▶ To do:
Recast the material below as a numbered list with one line per item, omitting any blank lines.

▶ Entries provided:
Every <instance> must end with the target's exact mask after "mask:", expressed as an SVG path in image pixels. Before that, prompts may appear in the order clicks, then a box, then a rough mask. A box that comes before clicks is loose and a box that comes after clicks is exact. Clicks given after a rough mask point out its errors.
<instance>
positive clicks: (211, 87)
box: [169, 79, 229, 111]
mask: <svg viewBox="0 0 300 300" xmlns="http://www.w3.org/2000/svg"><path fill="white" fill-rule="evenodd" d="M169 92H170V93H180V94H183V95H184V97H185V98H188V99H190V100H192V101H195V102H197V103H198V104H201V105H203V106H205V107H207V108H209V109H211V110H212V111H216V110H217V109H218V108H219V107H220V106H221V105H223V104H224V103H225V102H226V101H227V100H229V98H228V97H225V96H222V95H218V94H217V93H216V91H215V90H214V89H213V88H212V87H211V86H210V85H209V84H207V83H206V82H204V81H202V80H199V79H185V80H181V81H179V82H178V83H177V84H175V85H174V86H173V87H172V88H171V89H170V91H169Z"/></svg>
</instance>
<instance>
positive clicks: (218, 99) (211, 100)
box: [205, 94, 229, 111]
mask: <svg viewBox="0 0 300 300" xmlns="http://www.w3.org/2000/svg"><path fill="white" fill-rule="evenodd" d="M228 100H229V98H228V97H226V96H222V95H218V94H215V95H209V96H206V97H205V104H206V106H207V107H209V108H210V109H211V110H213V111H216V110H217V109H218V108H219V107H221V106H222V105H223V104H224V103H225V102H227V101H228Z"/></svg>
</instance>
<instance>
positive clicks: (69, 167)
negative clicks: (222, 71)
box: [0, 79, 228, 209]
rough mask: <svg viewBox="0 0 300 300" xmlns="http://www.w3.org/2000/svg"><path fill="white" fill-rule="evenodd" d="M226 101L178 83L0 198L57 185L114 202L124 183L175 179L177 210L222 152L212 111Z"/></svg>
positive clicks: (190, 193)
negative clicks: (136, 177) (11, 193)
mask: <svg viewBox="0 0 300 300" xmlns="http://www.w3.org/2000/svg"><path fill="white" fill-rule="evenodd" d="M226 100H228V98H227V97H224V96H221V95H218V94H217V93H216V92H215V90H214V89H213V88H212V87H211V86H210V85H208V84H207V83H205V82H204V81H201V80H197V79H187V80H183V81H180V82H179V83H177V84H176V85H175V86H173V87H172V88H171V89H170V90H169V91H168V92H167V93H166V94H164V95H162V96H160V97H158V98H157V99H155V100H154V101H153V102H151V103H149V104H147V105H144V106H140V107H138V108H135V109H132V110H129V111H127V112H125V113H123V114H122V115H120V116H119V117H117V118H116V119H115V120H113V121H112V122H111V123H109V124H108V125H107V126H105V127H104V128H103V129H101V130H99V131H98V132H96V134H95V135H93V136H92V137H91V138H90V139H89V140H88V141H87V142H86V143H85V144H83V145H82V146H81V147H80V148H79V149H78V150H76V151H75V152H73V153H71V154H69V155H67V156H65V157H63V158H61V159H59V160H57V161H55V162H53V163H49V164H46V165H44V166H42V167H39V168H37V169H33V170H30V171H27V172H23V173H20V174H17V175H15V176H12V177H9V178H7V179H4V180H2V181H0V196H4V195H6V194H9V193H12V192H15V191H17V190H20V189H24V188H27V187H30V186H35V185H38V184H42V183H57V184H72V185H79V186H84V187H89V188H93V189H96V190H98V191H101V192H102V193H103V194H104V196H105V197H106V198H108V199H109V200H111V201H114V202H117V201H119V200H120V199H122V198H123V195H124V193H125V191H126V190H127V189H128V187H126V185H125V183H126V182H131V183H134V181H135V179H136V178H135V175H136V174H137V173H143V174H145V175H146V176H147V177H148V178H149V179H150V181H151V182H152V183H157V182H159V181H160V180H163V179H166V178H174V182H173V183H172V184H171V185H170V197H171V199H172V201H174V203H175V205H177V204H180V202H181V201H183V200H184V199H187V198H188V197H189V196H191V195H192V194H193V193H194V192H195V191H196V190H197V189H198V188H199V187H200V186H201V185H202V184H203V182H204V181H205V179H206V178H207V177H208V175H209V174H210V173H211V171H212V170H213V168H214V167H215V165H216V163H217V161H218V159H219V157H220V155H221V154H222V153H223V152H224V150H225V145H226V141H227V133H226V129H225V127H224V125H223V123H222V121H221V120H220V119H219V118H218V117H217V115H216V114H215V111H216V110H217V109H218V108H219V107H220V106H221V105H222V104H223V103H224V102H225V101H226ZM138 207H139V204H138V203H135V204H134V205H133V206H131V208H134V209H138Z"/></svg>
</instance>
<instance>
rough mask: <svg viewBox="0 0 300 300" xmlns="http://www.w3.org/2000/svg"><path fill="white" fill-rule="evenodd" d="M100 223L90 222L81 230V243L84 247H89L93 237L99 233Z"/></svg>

▶ Result of this task:
1. Every <instance> must end with the target's exact mask after "mask:", expressed as an SVG path in image pixels. Before that, prompts may appear in the order clicks, then a box, then a rough mask. A box that comes before clicks is loose and a box that comes after clicks is exact. Clicks given after a rough mask point out its errors.
2. <instance>
3. positive clicks: (211, 87)
4. box: [169, 79, 229, 111]
5. mask: <svg viewBox="0 0 300 300" xmlns="http://www.w3.org/2000/svg"><path fill="white" fill-rule="evenodd" d="M169 92H170V93H180V94H183V95H184V97H185V98H188V99H190V100H192V101H195V102H197V103H198V104H201V105H203V106H205V107H207V108H209V109H211V110H212V111H216V110H217V109H218V108H219V107H220V106H221V105H223V104H224V103H225V102H226V101H227V100H229V98H228V97H225V96H222V95H218V94H217V93H216V91H215V90H214V89H213V88H212V87H211V86H210V85H209V84H207V83H206V82H204V81H202V80H199V79H185V80H181V81H179V82H178V83H177V84H175V85H174V86H173V87H172V88H171V89H170V91H169Z"/></svg>
6. </instance>
7. <instance>
8. positive clicks: (218, 99) (211, 100)
9. box: [205, 94, 229, 111]
10. mask: <svg viewBox="0 0 300 300" xmlns="http://www.w3.org/2000/svg"><path fill="white" fill-rule="evenodd" d="M228 100H229V98H228V97H226V96H222V95H218V94H215V95H209V96H206V97H205V104H206V106H207V107H209V108H210V109H211V110H213V111H216V110H217V109H218V108H219V107H221V106H222V105H223V104H224V103H225V102H227V101H228Z"/></svg>
11. </instance>
12. <instance>
13. positive clicks: (69, 167)
14. negative clicks: (222, 71)
15. box: [0, 79, 228, 209]
16. rough mask: <svg viewBox="0 0 300 300" xmlns="http://www.w3.org/2000/svg"><path fill="white" fill-rule="evenodd" d="M226 101L178 83L0 198L57 185L114 202L124 183L175 179L177 210L222 152L212 111Z"/></svg>
17. positive clicks: (190, 193)
18. negative clicks: (136, 177) (11, 193)
19. mask: <svg viewBox="0 0 300 300" xmlns="http://www.w3.org/2000/svg"><path fill="white" fill-rule="evenodd" d="M226 100H228V98H227V97H224V96H221V95H218V94H217V93H216V92H215V90H214V89H213V88H212V87H211V86H210V85H208V84H207V83H205V82H204V81H201V80H197V79H187V80H183V81H180V82H179V83H177V84H176V85H175V86H173V87H172V88H171V89H170V90H169V91H168V92H167V93H166V94H164V95H162V96H160V97H158V98H157V99H155V100H154V101H153V102H151V103H149V104H147V105H144V106H140V107H138V108H135V109H132V110H129V111H127V112H125V113H123V114H122V115H120V116H119V117H117V118H116V119H115V120H113V121H112V122H111V123H109V124H108V125H107V126H105V127H104V128H103V129H101V130H99V131H98V132H96V134H95V135H93V136H92V137H91V138H90V139H89V140H88V141H87V142H86V143H85V144H83V145H82V146H81V147H80V148H79V149H78V150H76V151H75V152H73V153H71V154H69V155H67V156H65V157H63V158H61V159H59V160H57V161H55V162H53V163H49V164H46V165H44V166H42V167H39V168H37V169H33V170H30V171H27V172H23V173H20V174H17V175H15V176H12V177H9V178H7V179H4V180H2V181H0V196H4V195H6V194H9V193H12V192H15V191H17V190H20V189H24V188H27V187H30V186H35V185H38V184H42V183H57V184H72V185H79V186H84V187H89V188H93V189H96V190H98V191H101V192H102V193H103V194H104V196H105V197H106V198H108V199H109V200H111V201H114V202H117V201H119V200H120V199H122V198H123V195H124V193H125V191H126V190H127V189H128V187H126V185H125V183H126V182H131V183H134V181H135V179H136V178H135V175H136V174H137V173H143V174H145V175H146V176H147V177H148V178H149V179H150V181H151V182H152V183H157V182H159V181H160V180H163V179H166V178H174V182H173V183H172V184H171V185H170V197H171V199H172V201H174V203H175V205H177V204H180V202H181V201H183V200H184V199H187V198H188V197H189V196H191V195H192V194H193V193H194V192H195V191H196V190H197V189H198V188H199V187H200V186H201V185H202V184H203V182H204V181H205V179H206V178H207V177H208V175H209V174H210V173H211V171H212V170H213V168H214V167H215V165H216V163H217V161H218V159H219V157H220V155H221V154H222V153H223V152H224V150H225V145H226V141H227V133H226V129H225V127H224V125H223V123H222V121H221V120H220V119H219V118H218V117H217V115H216V114H215V111H216V110H217V109H218V108H219V107H220V106H221V105H222V104H223V103H224V102H225V101H226ZM138 207H139V204H138V203H135V204H134V205H133V206H131V208H134V209H138Z"/></svg>
20. </instance>
21. <instance>
22. rough mask: <svg viewBox="0 0 300 300" xmlns="http://www.w3.org/2000/svg"><path fill="white" fill-rule="evenodd" d="M100 223L90 222L81 230V243L84 247H89L93 237L99 233Z"/></svg>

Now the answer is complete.